■ Task directions: According to the ANOVA basics text, how many replicates are there for each type of insecticide?

■ Exercise passage:
Part 2 ANOVA Basics
As alluded to in Part 1 of this tutorial, we use ANOVA to make decisions about the relationships among means. Typically we do this when we have more than two treatment groups. This is because we could simply use a two-sample t-test to compare two (independent) groups. The power of ANOVA is that we can compare more than two means. For example, let us look at the InsectSprays data set in R (Beall 1942). This simple data set provides counts of insects treated with 6 different insecticides.
First, let us consider the components of this experiment and its design:
Treatment Structure
Factor: Insecticide (spray)
Level: 6 levels (A, B, C, D, E, F)
Design Structure
Experimental Unit: A plot of insects
Randomization Method: Completely randomized design (CRD)
Replication: 12 replicates per type of insecticide (spray)

■ Extracted material:
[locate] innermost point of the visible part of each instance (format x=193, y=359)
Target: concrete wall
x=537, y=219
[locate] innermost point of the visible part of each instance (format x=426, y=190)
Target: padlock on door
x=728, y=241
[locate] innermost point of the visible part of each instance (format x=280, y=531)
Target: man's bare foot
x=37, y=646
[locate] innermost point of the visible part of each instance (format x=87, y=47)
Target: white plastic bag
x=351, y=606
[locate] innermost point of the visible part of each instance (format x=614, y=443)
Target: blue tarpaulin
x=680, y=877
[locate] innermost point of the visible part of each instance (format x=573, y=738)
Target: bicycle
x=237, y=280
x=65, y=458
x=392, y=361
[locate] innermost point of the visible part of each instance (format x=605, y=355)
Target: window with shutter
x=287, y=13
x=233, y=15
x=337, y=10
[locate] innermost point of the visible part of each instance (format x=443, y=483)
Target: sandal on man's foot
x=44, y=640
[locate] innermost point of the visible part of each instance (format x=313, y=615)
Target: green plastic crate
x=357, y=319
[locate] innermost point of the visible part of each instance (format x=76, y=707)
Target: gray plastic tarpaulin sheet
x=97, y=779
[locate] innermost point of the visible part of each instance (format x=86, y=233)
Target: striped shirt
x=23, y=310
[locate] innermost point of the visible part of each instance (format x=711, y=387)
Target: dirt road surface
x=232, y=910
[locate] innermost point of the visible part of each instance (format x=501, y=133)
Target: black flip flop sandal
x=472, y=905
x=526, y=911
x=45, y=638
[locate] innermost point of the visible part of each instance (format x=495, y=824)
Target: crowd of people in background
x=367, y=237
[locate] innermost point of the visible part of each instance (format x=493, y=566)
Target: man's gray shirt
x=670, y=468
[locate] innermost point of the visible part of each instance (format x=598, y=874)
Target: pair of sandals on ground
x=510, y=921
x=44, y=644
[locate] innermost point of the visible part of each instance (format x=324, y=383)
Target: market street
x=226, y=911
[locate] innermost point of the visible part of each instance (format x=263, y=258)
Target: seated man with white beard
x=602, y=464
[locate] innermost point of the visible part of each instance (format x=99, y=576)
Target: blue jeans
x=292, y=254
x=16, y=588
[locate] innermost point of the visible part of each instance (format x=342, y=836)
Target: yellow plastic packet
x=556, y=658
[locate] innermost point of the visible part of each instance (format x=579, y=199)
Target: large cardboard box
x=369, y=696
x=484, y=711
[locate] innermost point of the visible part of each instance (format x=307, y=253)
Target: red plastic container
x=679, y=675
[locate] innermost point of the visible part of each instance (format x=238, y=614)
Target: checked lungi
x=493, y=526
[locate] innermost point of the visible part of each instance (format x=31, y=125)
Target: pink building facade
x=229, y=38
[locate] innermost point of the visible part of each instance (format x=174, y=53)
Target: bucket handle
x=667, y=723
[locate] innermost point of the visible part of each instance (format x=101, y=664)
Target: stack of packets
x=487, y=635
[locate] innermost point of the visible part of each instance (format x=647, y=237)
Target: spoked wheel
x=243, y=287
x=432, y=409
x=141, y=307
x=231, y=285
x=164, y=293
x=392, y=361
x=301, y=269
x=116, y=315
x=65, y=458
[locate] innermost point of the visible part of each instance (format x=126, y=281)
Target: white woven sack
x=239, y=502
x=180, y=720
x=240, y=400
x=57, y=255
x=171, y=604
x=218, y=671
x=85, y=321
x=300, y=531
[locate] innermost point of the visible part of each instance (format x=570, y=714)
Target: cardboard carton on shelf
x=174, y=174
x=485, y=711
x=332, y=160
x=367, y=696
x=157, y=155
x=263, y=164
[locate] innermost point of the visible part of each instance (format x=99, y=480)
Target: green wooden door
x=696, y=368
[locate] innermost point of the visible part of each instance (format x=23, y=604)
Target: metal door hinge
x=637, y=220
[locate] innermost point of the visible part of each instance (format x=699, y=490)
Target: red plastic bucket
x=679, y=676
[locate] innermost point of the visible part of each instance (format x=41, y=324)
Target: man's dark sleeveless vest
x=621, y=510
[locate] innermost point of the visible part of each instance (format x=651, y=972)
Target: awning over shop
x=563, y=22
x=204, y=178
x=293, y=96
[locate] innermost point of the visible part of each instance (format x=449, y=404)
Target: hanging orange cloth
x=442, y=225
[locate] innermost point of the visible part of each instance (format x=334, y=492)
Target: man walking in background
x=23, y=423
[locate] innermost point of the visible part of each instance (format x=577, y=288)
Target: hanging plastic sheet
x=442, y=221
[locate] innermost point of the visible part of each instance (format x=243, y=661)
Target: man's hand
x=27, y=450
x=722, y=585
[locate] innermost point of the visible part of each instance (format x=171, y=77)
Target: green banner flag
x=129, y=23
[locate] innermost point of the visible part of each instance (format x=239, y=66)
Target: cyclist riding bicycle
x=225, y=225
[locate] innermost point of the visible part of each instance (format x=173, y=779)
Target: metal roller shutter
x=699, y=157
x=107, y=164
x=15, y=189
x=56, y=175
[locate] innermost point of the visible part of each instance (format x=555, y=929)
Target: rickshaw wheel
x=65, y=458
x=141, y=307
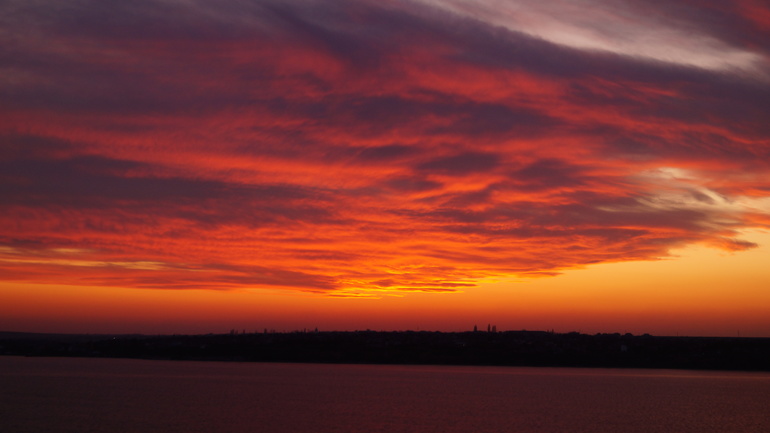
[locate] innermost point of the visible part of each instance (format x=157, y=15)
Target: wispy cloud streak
x=358, y=147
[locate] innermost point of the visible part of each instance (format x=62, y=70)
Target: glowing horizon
x=274, y=158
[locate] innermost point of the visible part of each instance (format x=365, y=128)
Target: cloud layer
x=360, y=148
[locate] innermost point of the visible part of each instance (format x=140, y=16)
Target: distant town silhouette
x=508, y=348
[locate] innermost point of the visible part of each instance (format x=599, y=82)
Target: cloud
x=360, y=148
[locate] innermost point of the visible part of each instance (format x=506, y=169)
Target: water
x=119, y=395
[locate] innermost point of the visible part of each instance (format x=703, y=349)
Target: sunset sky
x=193, y=166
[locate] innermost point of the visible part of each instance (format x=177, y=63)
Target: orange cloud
x=360, y=150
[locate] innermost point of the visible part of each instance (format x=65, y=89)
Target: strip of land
x=509, y=348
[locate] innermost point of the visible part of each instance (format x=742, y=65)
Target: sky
x=188, y=166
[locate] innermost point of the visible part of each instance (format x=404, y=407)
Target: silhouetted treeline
x=512, y=348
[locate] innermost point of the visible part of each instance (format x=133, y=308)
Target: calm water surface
x=119, y=395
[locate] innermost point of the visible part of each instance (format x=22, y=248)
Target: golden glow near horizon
x=391, y=165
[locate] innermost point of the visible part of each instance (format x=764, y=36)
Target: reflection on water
x=108, y=395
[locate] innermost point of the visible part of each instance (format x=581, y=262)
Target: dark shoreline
x=509, y=348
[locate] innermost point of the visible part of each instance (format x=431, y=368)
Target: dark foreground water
x=120, y=395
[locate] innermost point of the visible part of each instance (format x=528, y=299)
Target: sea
x=127, y=395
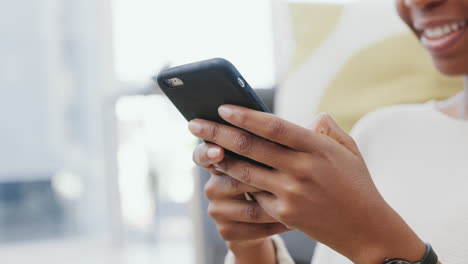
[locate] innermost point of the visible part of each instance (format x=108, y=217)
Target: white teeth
x=441, y=31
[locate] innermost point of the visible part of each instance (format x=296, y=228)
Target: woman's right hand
x=242, y=223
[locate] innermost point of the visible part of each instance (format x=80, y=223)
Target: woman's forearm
x=262, y=251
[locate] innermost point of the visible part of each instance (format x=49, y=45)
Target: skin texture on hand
x=317, y=183
x=243, y=224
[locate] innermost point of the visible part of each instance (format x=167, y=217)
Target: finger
x=224, y=186
x=239, y=211
x=270, y=127
x=206, y=154
x=236, y=231
x=324, y=124
x=268, y=202
x=243, y=143
x=249, y=173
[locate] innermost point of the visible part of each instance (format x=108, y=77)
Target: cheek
x=405, y=13
x=452, y=66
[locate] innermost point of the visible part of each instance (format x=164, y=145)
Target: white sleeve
x=282, y=254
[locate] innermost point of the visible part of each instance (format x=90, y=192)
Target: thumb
x=324, y=124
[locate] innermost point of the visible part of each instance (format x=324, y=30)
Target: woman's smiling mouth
x=438, y=38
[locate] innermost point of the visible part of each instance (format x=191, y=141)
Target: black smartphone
x=199, y=89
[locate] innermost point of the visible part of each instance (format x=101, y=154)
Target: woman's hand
x=317, y=182
x=243, y=224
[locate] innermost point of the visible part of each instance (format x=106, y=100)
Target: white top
x=418, y=158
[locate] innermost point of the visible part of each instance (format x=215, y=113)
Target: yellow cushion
x=347, y=66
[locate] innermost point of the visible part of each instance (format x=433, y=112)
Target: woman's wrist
x=392, y=239
x=254, y=251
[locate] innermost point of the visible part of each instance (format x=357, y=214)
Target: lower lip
x=442, y=44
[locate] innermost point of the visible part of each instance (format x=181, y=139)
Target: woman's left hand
x=317, y=182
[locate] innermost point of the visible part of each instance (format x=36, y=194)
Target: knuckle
x=252, y=212
x=242, y=118
x=278, y=128
x=292, y=190
x=226, y=232
x=212, y=210
x=244, y=143
x=245, y=174
x=214, y=132
x=232, y=183
x=322, y=126
x=210, y=189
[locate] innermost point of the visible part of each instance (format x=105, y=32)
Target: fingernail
x=213, y=153
x=195, y=127
x=225, y=111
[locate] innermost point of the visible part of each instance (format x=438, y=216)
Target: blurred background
x=95, y=164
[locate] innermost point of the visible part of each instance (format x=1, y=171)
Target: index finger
x=271, y=127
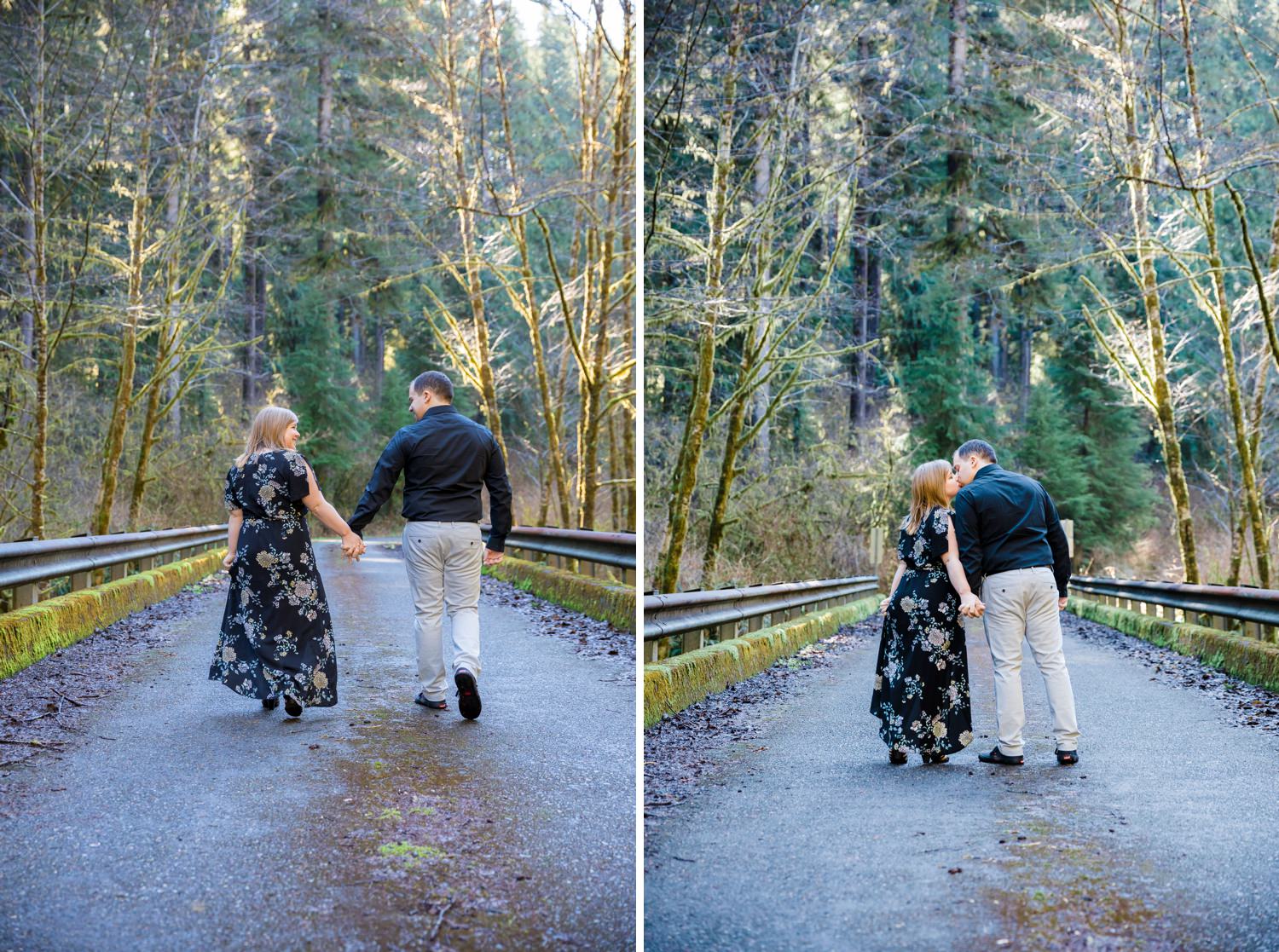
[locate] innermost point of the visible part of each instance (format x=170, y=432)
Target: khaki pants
x=443, y=561
x=1022, y=604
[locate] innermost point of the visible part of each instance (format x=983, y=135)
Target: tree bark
x=1137, y=160
x=667, y=575
x=1207, y=204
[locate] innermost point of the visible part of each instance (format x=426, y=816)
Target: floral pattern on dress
x=276, y=634
x=921, y=678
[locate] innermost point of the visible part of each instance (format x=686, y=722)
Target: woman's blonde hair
x=268, y=431
x=928, y=489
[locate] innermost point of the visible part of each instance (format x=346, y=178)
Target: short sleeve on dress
x=936, y=534
x=296, y=476
x=229, y=499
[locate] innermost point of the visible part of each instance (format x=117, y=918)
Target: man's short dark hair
x=977, y=447
x=437, y=383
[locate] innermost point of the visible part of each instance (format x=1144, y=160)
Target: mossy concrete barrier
x=673, y=684
x=593, y=597
x=1238, y=655
x=30, y=634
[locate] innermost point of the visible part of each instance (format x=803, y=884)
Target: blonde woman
x=276, y=635
x=921, y=678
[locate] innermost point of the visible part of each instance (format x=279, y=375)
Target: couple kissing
x=972, y=527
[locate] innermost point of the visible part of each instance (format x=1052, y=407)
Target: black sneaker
x=468, y=694
x=999, y=757
x=427, y=703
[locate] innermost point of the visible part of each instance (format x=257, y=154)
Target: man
x=447, y=458
x=1013, y=548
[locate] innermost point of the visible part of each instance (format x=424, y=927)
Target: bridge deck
x=188, y=818
x=803, y=836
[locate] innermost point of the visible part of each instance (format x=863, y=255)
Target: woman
x=276, y=634
x=921, y=678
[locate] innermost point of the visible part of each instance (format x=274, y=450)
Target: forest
x=875, y=230
x=206, y=207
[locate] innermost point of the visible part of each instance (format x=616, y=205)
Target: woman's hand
x=352, y=545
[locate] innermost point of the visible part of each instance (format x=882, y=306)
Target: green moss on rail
x=30, y=634
x=1247, y=658
x=672, y=685
x=593, y=597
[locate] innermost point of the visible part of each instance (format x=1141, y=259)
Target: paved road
x=188, y=818
x=805, y=837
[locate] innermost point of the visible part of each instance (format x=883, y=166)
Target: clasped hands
x=971, y=606
x=352, y=547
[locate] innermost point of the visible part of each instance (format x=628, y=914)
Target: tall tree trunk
x=114, y=445
x=38, y=280
x=1023, y=378
x=1138, y=206
x=466, y=197
x=667, y=575
x=957, y=159
x=527, y=303
x=1207, y=204
x=169, y=335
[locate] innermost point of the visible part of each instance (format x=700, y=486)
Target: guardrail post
x=25, y=596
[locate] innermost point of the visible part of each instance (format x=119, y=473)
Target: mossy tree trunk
x=667, y=574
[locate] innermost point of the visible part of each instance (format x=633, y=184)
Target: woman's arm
x=322, y=510
x=958, y=578
x=233, y=524
x=897, y=578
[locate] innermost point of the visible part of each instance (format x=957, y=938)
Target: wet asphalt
x=189, y=818
x=802, y=836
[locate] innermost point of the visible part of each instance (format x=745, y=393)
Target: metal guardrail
x=1255, y=609
x=721, y=612
x=611, y=548
x=25, y=565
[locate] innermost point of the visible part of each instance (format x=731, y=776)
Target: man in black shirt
x=447, y=459
x=1015, y=551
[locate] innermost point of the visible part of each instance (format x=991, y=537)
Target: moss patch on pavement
x=673, y=684
x=591, y=597
x=1238, y=655
x=30, y=634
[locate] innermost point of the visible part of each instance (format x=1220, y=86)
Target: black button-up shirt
x=1005, y=520
x=447, y=458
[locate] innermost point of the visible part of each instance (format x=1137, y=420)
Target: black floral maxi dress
x=276, y=634
x=921, y=678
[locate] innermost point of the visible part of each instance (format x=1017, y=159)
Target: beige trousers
x=1022, y=604
x=443, y=561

■ Exercise result: There are 12 replicates per type of insecticide.